Write out every line exactly, from the first line of the records below through the line that contains "building as (x, y), one per line".

::: Data for the task :::

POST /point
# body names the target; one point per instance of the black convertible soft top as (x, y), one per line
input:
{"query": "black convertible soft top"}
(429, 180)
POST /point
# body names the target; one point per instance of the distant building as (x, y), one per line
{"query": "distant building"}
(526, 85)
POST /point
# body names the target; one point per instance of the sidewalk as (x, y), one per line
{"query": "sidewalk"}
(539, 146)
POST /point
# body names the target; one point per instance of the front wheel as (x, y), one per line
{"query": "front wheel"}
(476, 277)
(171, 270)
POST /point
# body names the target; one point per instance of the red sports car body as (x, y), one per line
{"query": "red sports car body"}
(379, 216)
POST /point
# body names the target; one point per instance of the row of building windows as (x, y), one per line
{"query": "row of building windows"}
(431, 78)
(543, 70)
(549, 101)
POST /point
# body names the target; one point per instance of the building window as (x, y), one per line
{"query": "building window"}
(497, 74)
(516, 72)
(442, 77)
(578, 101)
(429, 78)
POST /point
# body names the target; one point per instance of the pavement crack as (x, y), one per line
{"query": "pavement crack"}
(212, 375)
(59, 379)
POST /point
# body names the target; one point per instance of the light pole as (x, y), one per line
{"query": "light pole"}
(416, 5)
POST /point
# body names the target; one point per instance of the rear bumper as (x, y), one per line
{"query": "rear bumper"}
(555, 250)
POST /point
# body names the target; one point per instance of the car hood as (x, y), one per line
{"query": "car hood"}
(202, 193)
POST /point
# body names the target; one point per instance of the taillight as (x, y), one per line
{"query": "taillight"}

:::

◆ Task solution:
POST /point
# body names the target; one point per instance of the black convertible soft top as (x, y), one per line
input:
{"query": "black convertible soft top"}
(429, 180)
POST /point
# body names the target; one point per instance of the distant building as (x, y), one per line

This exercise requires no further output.